Print verbatim the lines of the entries from the one containing "Teacher note: the class should annotate each instance of the wet" to the last, inclusive, and no others.

-- begin --

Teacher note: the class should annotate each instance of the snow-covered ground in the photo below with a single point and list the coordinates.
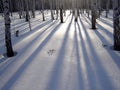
(68, 56)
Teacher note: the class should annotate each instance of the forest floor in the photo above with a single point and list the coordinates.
(55, 56)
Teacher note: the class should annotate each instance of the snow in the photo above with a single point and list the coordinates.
(67, 56)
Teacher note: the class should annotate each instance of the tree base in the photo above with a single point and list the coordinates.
(117, 47)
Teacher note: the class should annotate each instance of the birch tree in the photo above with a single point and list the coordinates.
(43, 10)
(33, 8)
(116, 24)
(9, 49)
(93, 14)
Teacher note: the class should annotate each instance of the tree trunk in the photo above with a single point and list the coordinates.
(107, 8)
(27, 17)
(51, 9)
(116, 23)
(43, 10)
(8, 43)
(61, 15)
(33, 8)
(94, 15)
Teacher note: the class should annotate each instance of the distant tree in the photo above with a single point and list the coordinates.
(8, 43)
(27, 17)
(43, 10)
(51, 9)
(107, 7)
(93, 14)
(116, 23)
(33, 7)
(61, 11)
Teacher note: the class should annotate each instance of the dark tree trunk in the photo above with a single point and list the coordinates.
(94, 16)
(9, 49)
(116, 23)
(61, 15)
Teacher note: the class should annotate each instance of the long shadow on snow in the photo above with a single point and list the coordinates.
(81, 81)
(104, 21)
(38, 37)
(29, 60)
(112, 54)
(89, 72)
(57, 68)
(101, 76)
(108, 33)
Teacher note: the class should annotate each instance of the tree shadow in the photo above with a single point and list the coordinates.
(30, 44)
(112, 54)
(104, 21)
(101, 76)
(55, 76)
(90, 73)
(81, 81)
(29, 59)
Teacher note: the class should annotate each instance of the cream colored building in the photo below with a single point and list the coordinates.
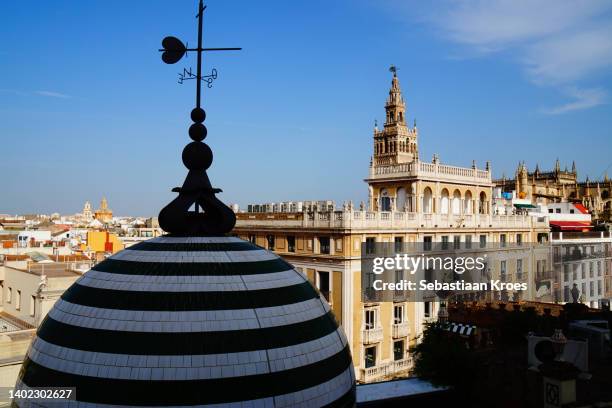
(409, 201)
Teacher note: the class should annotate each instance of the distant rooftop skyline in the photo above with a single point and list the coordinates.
(87, 108)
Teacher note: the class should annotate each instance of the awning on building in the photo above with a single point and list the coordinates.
(461, 329)
(570, 225)
(517, 205)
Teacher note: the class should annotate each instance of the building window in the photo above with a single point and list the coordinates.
(427, 309)
(468, 241)
(598, 268)
(370, 319)
(290, 243)
(270, 239)
(444, 242)
(32, 305)
(483, 241)
(427, 241)
(399, 276)
(323, 284)
(324, 245)
(398, 350)
(370, 356)
(370, 245)
(399, 243)
(398, 314)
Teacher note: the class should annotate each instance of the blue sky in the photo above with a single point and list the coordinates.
(88, 109)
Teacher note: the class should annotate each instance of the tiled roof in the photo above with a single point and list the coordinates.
(192, 321)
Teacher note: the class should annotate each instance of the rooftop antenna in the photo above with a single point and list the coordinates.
(210, 215)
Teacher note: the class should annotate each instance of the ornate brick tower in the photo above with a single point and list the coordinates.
(396, 143)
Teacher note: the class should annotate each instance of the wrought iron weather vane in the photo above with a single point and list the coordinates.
(210, 216)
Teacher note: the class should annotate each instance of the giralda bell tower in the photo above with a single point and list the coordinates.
(396, 143)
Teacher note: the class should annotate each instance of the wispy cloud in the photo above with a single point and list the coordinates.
(557, 43)
(53, 94)
(583, 99)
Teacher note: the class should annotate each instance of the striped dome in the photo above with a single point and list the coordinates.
(183, 321)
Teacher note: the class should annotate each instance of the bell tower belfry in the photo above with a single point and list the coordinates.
(396, 143)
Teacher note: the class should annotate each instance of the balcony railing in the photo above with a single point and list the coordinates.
(386, 370)
(371, 335)
(400, 330)
(404, 364)
(353, 219)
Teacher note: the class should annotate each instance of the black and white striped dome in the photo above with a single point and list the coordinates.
(185, 321)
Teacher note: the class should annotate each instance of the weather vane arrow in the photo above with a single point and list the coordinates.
(174, 49)
(210, 216)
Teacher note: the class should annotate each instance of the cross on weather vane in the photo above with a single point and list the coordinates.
(210, 216)
(174, 49)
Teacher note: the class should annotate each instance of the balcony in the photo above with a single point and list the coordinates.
(369, 336)
(386, 370)
(400, 330)
(404, 364)
(366, 220)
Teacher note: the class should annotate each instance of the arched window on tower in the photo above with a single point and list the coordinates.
(427, 201)
(444, 202)
(400, 199)
(467, 205)
(385, 200)
(456, 203)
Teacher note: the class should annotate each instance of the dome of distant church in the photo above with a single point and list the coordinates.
(179, 321)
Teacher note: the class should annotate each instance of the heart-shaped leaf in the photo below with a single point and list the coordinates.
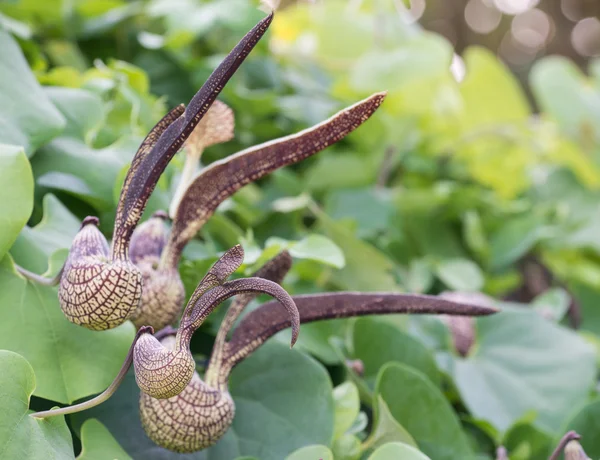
(70, 362)
(377, 342)
(347, 407)
(16, 194)
(27, 117)
(420, 407)
(283, 402)
(98, 443)
(55, 231)
(522, 362)
(398, 451)
(22, 436)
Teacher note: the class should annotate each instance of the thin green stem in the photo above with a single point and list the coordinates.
(39, 279)
(570, 436)
(106, 393)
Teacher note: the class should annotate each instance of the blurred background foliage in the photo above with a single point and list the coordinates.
(479, 174)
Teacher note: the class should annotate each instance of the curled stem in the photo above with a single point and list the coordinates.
(40, 279)
(106, 393)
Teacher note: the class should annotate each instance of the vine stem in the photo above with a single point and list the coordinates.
(40, 279)
(570, 436)
(106, 393)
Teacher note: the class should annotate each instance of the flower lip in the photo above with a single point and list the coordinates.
(90, 220)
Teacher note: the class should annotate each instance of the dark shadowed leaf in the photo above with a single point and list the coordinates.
(16, 194)
(398, 451)
(27, 117)
(70, 362)
(422, 409)
(22, 436)
(98, 443)
(377, 342)
(297, 410)
(520, 363)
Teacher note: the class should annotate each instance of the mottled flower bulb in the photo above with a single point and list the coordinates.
(95, 291)
(163, 294)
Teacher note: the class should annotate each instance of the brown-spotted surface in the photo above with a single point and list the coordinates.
(268, 319)
(96, 292)
(223, 178)
(216, 127)
(162, 372)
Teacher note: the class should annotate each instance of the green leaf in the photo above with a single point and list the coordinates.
(319, 248)
(460, 274)
(386, 428)
(16, 194)
(69, 165)
(346, 447)
(22, 436)
(371, 209)
(398, 451)
(520, 363)
(377, 342)
(366, 269)
(311, 453)
(585, 422)
(27, 117)
(358, 172)
(423, 410)
(552, 304)
(566, 95)
(98, 443)
(70, 362)
(526, 442)
(514, 239)
(55, 231)
(82, 109)
(347, 407)
(488, 83)
(295, 410)
(315, 339)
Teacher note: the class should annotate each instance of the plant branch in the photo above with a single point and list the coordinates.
(267, 320)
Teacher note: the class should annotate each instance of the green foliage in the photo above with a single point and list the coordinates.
(476, 184)
(98, 443)
(26, 437)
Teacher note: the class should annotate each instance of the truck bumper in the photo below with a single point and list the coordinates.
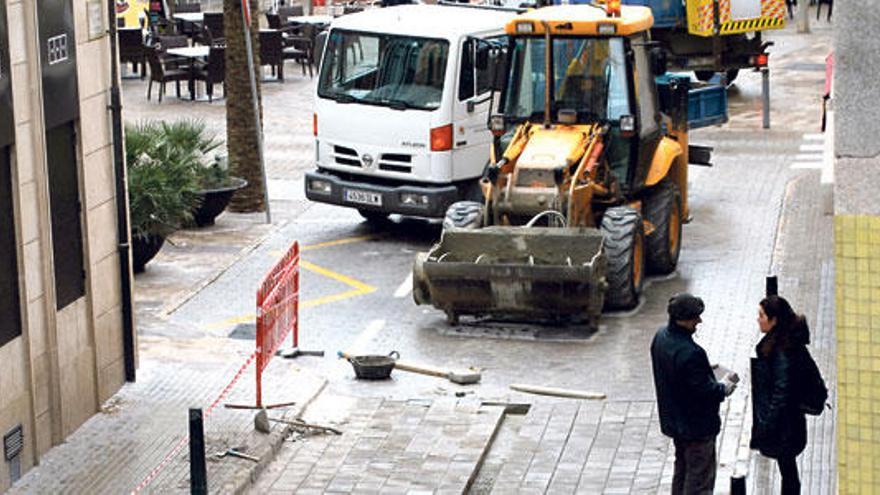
(425, 201)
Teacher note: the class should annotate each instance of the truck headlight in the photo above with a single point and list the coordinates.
(320, 186)
(414, 199)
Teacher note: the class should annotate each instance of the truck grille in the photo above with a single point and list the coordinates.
(346, 156)
(395, 162)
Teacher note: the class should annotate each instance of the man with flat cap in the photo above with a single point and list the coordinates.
(688, 396)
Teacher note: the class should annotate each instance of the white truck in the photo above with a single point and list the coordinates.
(401, 109)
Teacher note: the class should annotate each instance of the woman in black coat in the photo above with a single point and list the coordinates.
(779, 429)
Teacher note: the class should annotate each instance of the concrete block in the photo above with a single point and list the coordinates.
(41, 379)
(96, 134)
(24, 152)
(33, 270)
(36, 326)
(23, 94)
(29, 207)
(108, 337)
(16, 22)
(93, 83)
(98, 177)
(101, 222)
(105, 284)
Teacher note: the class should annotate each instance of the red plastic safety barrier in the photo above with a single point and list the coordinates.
(277, 311)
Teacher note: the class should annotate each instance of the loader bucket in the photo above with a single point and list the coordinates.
(518, 272)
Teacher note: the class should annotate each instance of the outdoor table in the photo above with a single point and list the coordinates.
(192, 53)
(197, 17)
(318, 20)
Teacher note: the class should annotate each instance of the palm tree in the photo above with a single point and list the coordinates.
(241, 133)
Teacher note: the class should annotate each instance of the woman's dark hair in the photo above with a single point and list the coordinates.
(790, 329)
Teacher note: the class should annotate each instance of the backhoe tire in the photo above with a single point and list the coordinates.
(625, 250)
(464, 215)
(662, 209)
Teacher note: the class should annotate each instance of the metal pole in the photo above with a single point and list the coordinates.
(198, 474)
(803, 17)
(256, 101)
(765, 93)
(122, 227)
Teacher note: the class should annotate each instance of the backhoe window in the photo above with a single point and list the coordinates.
(397, 71)
(589, 76)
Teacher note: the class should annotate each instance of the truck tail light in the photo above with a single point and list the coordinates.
(441, 138)
(612, 7)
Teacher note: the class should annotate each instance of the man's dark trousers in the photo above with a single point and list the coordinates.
(694, 467)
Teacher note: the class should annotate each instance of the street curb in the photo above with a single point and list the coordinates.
(269, 450)
(173, 306)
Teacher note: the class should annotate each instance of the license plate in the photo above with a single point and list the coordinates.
(363, 197)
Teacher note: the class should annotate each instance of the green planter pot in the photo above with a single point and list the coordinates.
(214, 201)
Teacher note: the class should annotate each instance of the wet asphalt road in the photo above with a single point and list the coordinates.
(356, 287)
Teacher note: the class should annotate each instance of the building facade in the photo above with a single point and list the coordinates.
(857, 244)
(64, 345)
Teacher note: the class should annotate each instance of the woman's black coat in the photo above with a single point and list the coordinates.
(779, 428)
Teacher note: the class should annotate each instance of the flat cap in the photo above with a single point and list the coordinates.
(685, 306)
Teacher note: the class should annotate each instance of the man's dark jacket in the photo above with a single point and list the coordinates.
(688, 396)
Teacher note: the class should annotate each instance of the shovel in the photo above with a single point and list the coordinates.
(295, 352)
(235, 453)
(462, 377)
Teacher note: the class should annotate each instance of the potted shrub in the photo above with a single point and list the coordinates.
(216, 188)
(162, 184)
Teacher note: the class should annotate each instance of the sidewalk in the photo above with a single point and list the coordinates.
(135, 442)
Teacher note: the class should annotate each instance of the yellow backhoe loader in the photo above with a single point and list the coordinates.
(586, 187)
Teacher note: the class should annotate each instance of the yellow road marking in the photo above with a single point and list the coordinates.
(359, 289)
(338, 242)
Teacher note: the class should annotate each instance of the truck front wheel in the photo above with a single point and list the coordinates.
(464, 215)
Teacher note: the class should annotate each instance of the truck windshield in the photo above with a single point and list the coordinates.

-- end --

> **Correct result**
Teacher note: the class should annotate each instance of the wet asphalt road in the photo above with a single point and list the coordinates.
(356, 287)
Teacher note: the class should annotate each instance of the building facade in the photo above with a single point and list the coordinates.
(857, 244)
(64, 345)
Teacher note: the class should annotate each instance of the woman's black coat in the photo above with a single point and list the coordinates.
(779, 428)
Teacher note: the class should annotate each instance of the flat cap in the photo above with a single point and list the coordinates.
(685, 306)
Teacher note: the class should annotate each instance of the man's dark jacket in the photo above with a single point and list the coordinates.
(688, 396)
Teacher note: the class should annotate each instance of the shovel in the photo above with a single point and list the coordinates.
(295, 352)
(235, 453)
(462, 377)
Teacher note: the class should annotate each instance of the potted shrub in the photo above with a single point and list the coordinates.
(216, 188)
(162, 184)
Teacher note: the class should annotate each instance of the sidewalk in the photo above with a single point and list the coordinates.
(135, 442)
Teacher note: the class should annotate each instance of the yellow backhoe loader in the photo above with a single point and list the coordinates.
(586, 187)
Teacher note: the class should annotate each instance of the yellow road marking in the photo above with a single point and list the coordinates.
(359, 289)
(338, 242)
Teacher note: the class should annotate each instance of the truck front wheel in the photo above with a single point and list the coordinates.
(464, 215)
Teacher note: the class should annotate each instance of the truck windshield in the photo above with a single point and list the coordinates.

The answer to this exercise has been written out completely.